▶ _Excerpted text_:
··········

Requires more complicated SQL: You'll have to join to it somehow
May require changes to other tables to add a foreign key column referencing the new table
Impacts performance because more I/O is needed to join to and read from the new table
Note that I am not saying "never add tables". Just know the costs.
Effects of adding a column
Can be expensive to add a column if the table is large (can take hours for the ALTER TABLE ADD COLUMN to complete and during this time the table wil be locked, effectively bringing your site "down"), but this is a one-time thing
The cost to the project is low: Easy to code/maintain
Usually requires minimal changes to the app - it's a new aspect of a thing, rather than a new thing
Will perform with negligible performance difference. Will not be measurably worse, but may be a lot faster depending on the situation (if having the new column avoids joining or expensive calculations).
Effects of adding rows
Zero: If your data model can handle your new business idea by just adding more rows, that's the best option
(Pedants kindly refrain from making comments such as "there is no such thing as 'zero' impact", or "but there will still be more disk used for more rows" etc - I'm talking about material impact to the DB/project/code)
To answer the question: Option 1 is best (i.e. add a column to the payment option table).
The reasoning is based on the guidelines above and this situation is a good fit for those guidelines.
Further,
I would also store "standard" payment options in the same table, but with a NULL userid; that way you only have to add new payment options when you really have one, rather than for every customer even if they use a standard one.
It also means your invoice table does not need changing, which is a good thing - it means minimal impact to that part of your app.

··········

▶ _Data_:
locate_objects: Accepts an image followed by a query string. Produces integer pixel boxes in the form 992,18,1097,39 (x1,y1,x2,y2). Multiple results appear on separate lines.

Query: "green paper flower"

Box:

··········

▶ _Goals_:
1. Translate this sentence from the excerpt on database schema changes into Spanish: "The reasoning is based on the guidelines above and this situation is a good fit for those guidelines."
2. Write out the stretch of the excerpt on database schema changes from "Effects of adding rows" through "to the DB/project/code)", keeping every word unchanged.
3. Continue the excerpt on database schema changes from the point where it stops.

▶ _Outputs for the tasks_:
1. El razonamiento se basa en las pautas anteriores y esta situación se ajusta bien a esas pautas.

2.
Effects of adding rows
Zero: If your data model can handle your new business idea by just adding more rows, that's the best option
(Pedants kindly refrain from making comments such as "there is no such thing as 'zero' impact", or "but there will still be more disk used for more rows" etc - I'm talking about material impact to the DB/project/code)

3.
It seems to me that there are merely "Payment Terms" and "Users". The decision of what are the "Default" payment terms is a business rule, and therefore would be best represented in the business layer of your application.
Assuming that you would like to have a set of pre-defined "default" payment terms present in your application from the start, these would already be present in the payment terms table. However, I would put a reference table in between USERS and PAYMENT TERMS:
USERS:
user-id
user_namde
USER_PAYMENT_TERMS:
userID
payment_term_id
PAYMENT_TERMS:
payment_term_id
payment_term
Your business layer should offer up to the user (or more likely, the administrator) through a GUI the ability to:
Assign 0 to many payment term options to a particular user (some
users may not want one of the defaults to even be available, for
example.
Add custom payment terms, which then become available for assignment to one or more users (but which avoids the creation of duplicate payment terms by different users)
Allows the definition of a custom payment term to be assigned to more than one user (say the user's company a unique payment process which requires all of their users to utilize a payment term other than one of the defaults? Create the custom term once, and assign to all users.
Your application business layer would establish rules governing access to payment terms, which could then be accessed by your user interface.
Your UI would then (again, likely through an administrator function) allow the set up of one or more payment terms in addition to the standards you describe, and then make them available to one or more users through something like a checked list box (for example).
Option 1 is definately better for the following reasons:-
Correctness
You can implement a database constraint for uniqueness of the payment term name
You can implement a foreign key constraint from Invoice to PaymentTerm
Ease of Use
Conducting queries will be much simplier because you will always join from Invoice to PaymentTerm rather than requiring a more complex join. Most of the time when you select you will not care if it is an inbuilt or custom payment term. The optimizer will have an easier time with a normal join instead of one that depends on another column to decide which table to join.
Easier to display a list of PaymentTerms coming from one table
We use Option 1 in our data-model quite alot.
Part of the problem, as I see it, is that different payment terms lead to different calculations, too. If I were still in the welding supply business, I'd want to add "2% 10 NET 30", which would mean 2% discount if the payment is made in full within 10 days, otherwise, net 30."
Setting that issue aside, I think ownership of the payment terms makes sense. Assume that the table of users (not shown) includes the user "system" as, say, user_id 0.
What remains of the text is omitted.